Problems to solve:
#1 In the biography of Nayan Ariffin below, from which school did he complete his secondary education?
#2 Reproduce the stretch of the Nayan Ariffin biography below from "2nd Vice-Chancellor of" through "of Wisconsin–Madison (PhD)".

— start Reading text —

2nd Vice-Chancellor of the Universiti Putra Malaysia
- In office 1 March 1982 – 4 June 1994
- Chancellor: Salahuddin of Selangor Hamdan Sheikh Tahir
- Preceded by: Mohd Rashdan Baba
- Succeeded by: Syed Jalaludin Syed Salim

Personal details
- Born: 3 June 1934 (age 92) Batu Maung, Penang
- Spouse: Hasmah Othman
- Children: 3 sons and 1 daughter
- Alma mater: Louisiana State University (BSc, MEd) University of Wisconsin–Madison (PhD)

= Nayan Ariffin =

Malaysian academic

Nayan bin Ariffin is a Malaysian academic administrator. He was the second Vice-Chancellor of Universiti Putra Malaysia, serving from 1 March 1982 until 4 June 1994.

== Education background ==
Nayan Ariffin completed his secondary education from Penang Free School in 1953, then furthered his study at College of Agriculture Malaya, obtained Diploma in Agriculture in 1957. In years between 1957 and 1966, he worked as an agricultural assistant officer in Department of Agriculture, Kedah. In 1969, he finished Bachelor's degree in Agricultural Science from Louisiana State University, followed by Master of Education in Advanced Science in 1970, from the same university. In 1975, he graduated with a PhD from University of Wisconsin–Madison.

— end Reading text —
— start Material —

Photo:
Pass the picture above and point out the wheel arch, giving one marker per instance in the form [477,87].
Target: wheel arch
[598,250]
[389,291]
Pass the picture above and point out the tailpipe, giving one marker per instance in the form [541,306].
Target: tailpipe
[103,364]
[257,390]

— end Material —

Per-task outputs:
#1 Penang Free School

#2
2nd Vice-Chancellor of the Universiti Putra Malaysia
- In office 1 March 1982 – 4 June 1994
- Chancellor: Salahuddin of Selangor Hamdan Sheikh Tahir
- Preceded by: Mohd Rashdan Baba
- Succeeded by: Syed Jalaludin Syed Salim

Personal details
- Born: 3 June 1934 (age 92) Batu Maung, Penang
- Spouse: Hasmah Othman
- Children: 3 sons and 1 daughter
- Alma mater: Louisiana State University (BSc, MEd) University of Wisconsin–Madison (PhD)